:: WHAT THE TASK ASKS ::
Transcribe, word for word and without additions, each line below from the one containing "Identify any visible dark trousers." through the one containing "Identify any visible crowd of spectators.", both ends included.

:: INFORMATION PROVIDED ::
● ● ● ● ●

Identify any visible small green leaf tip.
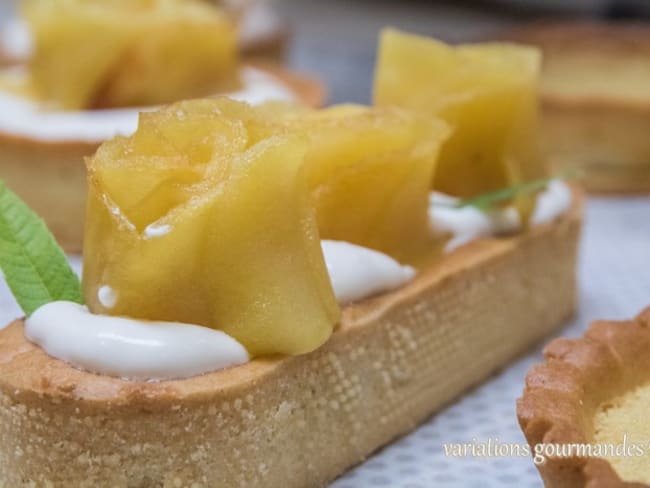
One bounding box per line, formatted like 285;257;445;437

● ● ● ● ●

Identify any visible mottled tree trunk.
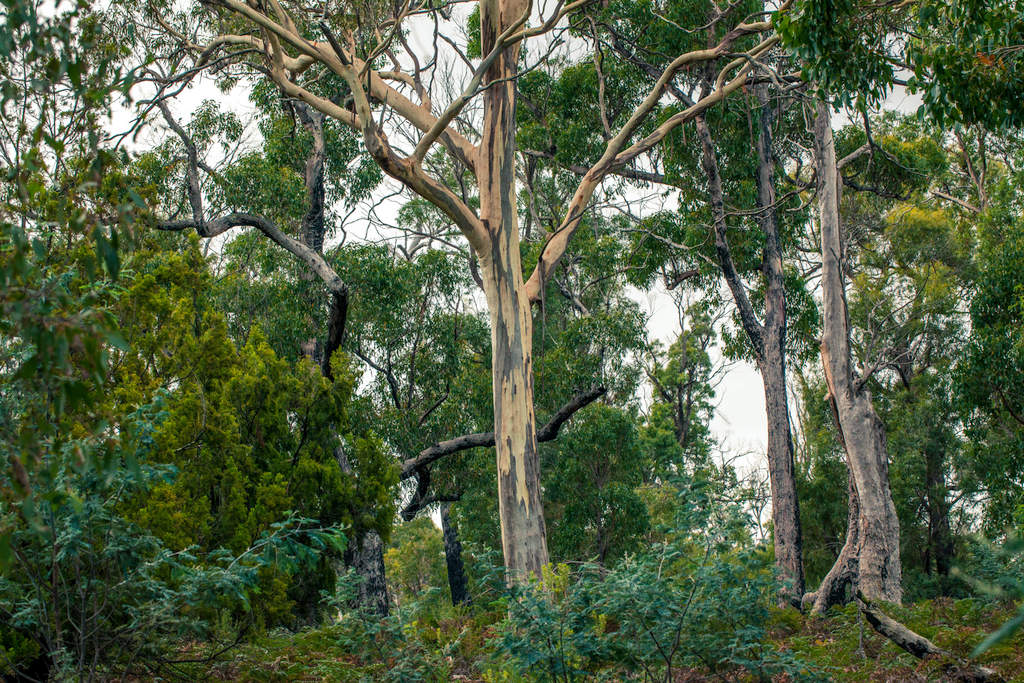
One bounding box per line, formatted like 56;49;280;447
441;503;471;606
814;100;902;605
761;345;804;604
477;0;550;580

● ● ● ● ●

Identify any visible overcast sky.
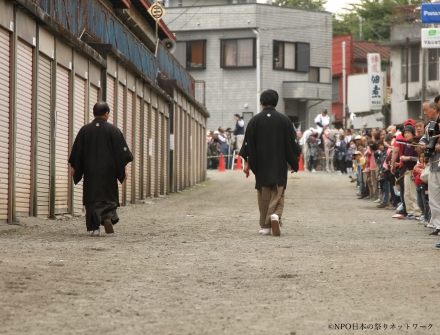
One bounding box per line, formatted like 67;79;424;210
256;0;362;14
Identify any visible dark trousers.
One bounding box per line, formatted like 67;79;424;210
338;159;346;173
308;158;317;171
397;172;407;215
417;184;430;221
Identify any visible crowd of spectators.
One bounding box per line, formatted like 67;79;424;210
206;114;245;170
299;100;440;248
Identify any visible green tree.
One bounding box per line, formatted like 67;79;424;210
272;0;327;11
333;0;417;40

● ● ● ● ●

:: RESPONSE TO THE TASK ::
Identify any visible dark trousers.
One bounding box per line, formatted like 67;79;424;210
338;159;346;173
308;158;317;171
397;172;407;215
417;184;430;221
Identify any visible crowd of spectators.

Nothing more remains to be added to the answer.